__Work instructions__: Write the entries again exactly, with no line missing.

__Data provided__:
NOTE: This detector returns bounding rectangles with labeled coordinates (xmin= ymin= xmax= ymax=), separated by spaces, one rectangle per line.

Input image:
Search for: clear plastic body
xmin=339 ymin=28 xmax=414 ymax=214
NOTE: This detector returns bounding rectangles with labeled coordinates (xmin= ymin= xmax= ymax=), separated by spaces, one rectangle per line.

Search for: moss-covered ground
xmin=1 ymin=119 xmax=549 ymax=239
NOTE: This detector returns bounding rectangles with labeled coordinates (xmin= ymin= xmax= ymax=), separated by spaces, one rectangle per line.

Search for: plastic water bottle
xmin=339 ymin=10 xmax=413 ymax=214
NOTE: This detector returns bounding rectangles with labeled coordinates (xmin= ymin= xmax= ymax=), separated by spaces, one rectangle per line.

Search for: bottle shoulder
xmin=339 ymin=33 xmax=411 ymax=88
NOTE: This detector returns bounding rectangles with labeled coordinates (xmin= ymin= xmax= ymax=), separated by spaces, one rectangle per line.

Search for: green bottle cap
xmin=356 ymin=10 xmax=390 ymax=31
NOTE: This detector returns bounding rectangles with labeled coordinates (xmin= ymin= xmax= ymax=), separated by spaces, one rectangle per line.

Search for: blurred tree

__Final answer__:
NOTE: This detector returns bounding rectangles with labeled coordinates (xmin= ymin= xmax= ymax=), separated by spaces, one rectangle per line.

Input image:
Search for: clear plastic body
xmin=339 ymin=28 xmax=414 ymax=214
NOTE: This detector returns bounding rectangles with labeled coordinates (xmin= ymin= xmax= ymax=), separated by spaces, one rectangle per line.

Search for: moss-covered ground
xmin=1 ymin=119 xmax=549 ymax=239
NOTE: This detector returns bounding rectangles with labeled coordinates (xmin= ymin= xmax= ymax=), separated by spaces, one rectangle per line.

Search for: plastic water bottle
xmin=339 ymin=10 xmax=413 ymax=214
NOTE: This detector returns bounding rectangles with labeled coordinates (xmin= ymin= xmax= ymax=), separated by spaces, one rectangle per line.

Search for: bottle shoulder
xmin=339 ymin=33 xmax=411 ymax=88
NOTE: This detector returns bounding rectangles with labeled coordinates (xmin= ymin= xmax= ymax=), separated by spaces, one rectangle per line.

Search for: green bottle cap
xmin=356 ymin=10 xmax=390 ymax=31
NOTE: This detector returns bounding rectangles with labeled coordinates (xmin= ymin= xmax= ymax=), separated by spaces, one rectangle per line.

Search for: blurred tree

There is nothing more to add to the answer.